Would you transcribe all of the data exactly, down to the last character?
%%
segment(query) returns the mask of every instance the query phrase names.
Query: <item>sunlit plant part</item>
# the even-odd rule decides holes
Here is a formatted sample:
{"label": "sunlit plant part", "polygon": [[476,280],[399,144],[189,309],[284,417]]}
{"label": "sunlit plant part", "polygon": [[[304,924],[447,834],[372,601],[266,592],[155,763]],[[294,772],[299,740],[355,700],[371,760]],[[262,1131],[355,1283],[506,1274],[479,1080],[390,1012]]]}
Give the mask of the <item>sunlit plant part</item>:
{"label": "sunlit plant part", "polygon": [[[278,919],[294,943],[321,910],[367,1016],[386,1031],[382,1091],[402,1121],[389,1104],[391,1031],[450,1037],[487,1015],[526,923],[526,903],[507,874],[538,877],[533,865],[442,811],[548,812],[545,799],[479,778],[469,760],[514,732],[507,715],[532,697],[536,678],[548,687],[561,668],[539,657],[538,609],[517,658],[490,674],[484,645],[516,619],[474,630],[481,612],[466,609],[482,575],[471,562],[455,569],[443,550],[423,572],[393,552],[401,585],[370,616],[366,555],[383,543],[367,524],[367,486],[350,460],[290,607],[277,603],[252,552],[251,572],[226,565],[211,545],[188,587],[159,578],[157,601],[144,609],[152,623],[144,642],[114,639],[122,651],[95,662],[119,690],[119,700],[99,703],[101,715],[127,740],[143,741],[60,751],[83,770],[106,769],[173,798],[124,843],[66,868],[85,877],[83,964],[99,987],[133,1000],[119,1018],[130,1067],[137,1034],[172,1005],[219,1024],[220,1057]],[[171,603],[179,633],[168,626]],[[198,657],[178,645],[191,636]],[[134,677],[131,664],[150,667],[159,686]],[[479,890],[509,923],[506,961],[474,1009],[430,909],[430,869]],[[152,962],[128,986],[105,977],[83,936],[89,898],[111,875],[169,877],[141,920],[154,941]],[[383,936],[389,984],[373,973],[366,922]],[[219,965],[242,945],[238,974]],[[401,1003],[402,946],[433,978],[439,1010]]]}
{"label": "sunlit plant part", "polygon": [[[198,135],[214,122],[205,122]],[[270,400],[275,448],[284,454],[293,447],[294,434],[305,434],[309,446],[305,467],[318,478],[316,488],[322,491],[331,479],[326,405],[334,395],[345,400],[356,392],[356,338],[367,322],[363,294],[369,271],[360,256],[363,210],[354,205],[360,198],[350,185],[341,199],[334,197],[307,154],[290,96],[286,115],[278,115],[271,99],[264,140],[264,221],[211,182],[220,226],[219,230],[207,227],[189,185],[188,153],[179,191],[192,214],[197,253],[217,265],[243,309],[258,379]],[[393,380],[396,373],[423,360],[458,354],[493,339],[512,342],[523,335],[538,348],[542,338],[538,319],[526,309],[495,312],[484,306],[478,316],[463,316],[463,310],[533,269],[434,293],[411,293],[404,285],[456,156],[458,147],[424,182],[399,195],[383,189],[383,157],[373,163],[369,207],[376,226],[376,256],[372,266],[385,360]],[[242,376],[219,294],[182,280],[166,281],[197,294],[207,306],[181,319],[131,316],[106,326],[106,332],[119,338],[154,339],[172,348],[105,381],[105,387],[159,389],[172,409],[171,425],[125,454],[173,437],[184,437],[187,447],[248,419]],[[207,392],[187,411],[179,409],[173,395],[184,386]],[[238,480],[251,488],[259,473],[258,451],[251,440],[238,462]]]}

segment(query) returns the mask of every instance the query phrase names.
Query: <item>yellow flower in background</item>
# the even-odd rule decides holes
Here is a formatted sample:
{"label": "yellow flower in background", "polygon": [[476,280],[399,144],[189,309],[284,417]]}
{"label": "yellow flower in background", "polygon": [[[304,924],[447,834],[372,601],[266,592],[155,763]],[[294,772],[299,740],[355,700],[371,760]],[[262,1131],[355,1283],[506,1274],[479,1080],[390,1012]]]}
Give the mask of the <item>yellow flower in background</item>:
%%
### Result for this task
segment(query) returns the mask of every instance the query phrase names.
Query: <item>sunlit plant part</item>
# the even-odd rule decides holes
Here is a formatted sample:
{"label": "sunlit plant part", "polygon": [[476,280],[399,144],[189,309],[284,417]]}
{"label": "sunlit plant part", "polygon": [[[304,924],[447,834],[372,601],[266,592],[155,763]],[[294,772],[299,740],[355,700],[371,760]],[[262,1131],[355,1283],[506,1274],[479,1080],[390,1012]]]}
Give the mask of the <item>sunlit plant part</item>:
{"label": "sunlit plant part", "polygon": [[[278,919],[294,943],[321,910],[367,1016],[386,1031],[382,1091],[402,1121],[389,1104],[391,1031],[450,1037],[487,1015],[526,923],[526,903],[507,874],[538,877],[533,865],[442,811],[548,812],[545,799],[479,778],[469,760],[514,732],[507,715],[532,697],[536,678],[548,687],[561,668],[539,657],[538,609],[517,658],[490,674],[484,645],[516,619],[474,630],[481,612],[466,609],[482,575],[471,562],[455,569],[443,550],[423,572],[393,552],[401,585],[370,616],[366,555],[383,543],[367,524],[367,486],[350,460],[290,607],[277,603],[252,552],[251,572],[226,565],[211,545],[188,587],[159,578],[157,601],[144,609],[152,623],[144,642],[114,639],[122,651],[95,662],[119,690],[119,700],[99,703],[101,715],[127,740],[143,741],[60,751],[83,770],[106,769],[173,798],[124,843],[66,868],[85,877],[83,964],[99,987],[133,1000],[119,1018],[130,1067],[137,1034],[172,1005],[219,1024],[220,1057]],[[171,603],[179,633],[168,626]],[[198,657],[178,645],[191,636]],[[134,677],[131,664],[150,667],[159,686]],[[479,890],[509,923],[506,961],[474,1009],[430,909],[430,869]],[[152,962],[128,986],[105,977],[83,936],[89,898],[111,875],[169,877],[141,920],[154,941]],[[383,936],[389,984],[373,973],[366,922]],[[219,965],[242,945],[238,974]],[[401,1003],[402,946],[433,978],[439,1010]]]}
{"label": "sunlit plant part", "polygon": [[[198,135],[214,122],[205,122]],[[270,400],[275,448],[284,454],[293,447],[294,434],[305,434],[309,446],[305,467],[318,478],[316,488],[322,491],[331,479],[326,405],[334,395],[345,400],[356,392],[356,338],[367,322],[363,294],[369,271],[360,256],[363,210],[354,205],[360,198],[350,185],[341,199],[334,197],[307,154],[290,96],[286,115],[278,115],[271,99],[264,140],[264,221],[211,182],[220,226],[219,230],[207,227],[189,185],[188,153],[179,191],[192,214],[197,253],[217,265],[243,309],[258,379]],[[393,380],[396,373],[423,360],[458,354],[493,339],[512,342],[523,335],[538,348],[542,338],[538,319],[526,309],[495,312],[484,306],[478,316],[463,316],[463,310],[533,269],[434,293],[411,293],[404,285],[456,156],[458,147],[424,182],[399,195],[383,189],[383,157],[373,163],[369,207],[376,226],[376,256],[372,266],[385,360]],[[242,376],[219,294],[182,280],[166,281],[197,294],[207,306],[181,319],[131,316],[106,326],[106,332],[119,338],[154,339],[172,348],[105,381],[105,387],[159,389],[172,409],[171,425],[125,454],[173,437],[184,437],[187,447],[248,419]],[[207,392],[187,411],[179,409],[173,395],[184,386]],[[238,480],[251,488],[259,473],[258,451],[251,440],[238,462]]]}

segment(query) returns the mask of every instance the query phrase names.
Query: <item>yellow flower in background</item>
# the even-odd rule decides holes
Here is a formatted sample:
{"label": "yellow flower in background", "polygon": [[476,280],[399,144],[189,309],[284,417]]}
{"label": "yellow flower in background", "polygon": [[[304,924],[447,834],[372,601],[266,592],[155,763]],[[294,772],[299,740],[355,700],[371,760]],[[262,1131],[355,1283],[506,1274],[479,1080],[390,1012]]]}
Give the mask of the <item>yellow flower in background</item>:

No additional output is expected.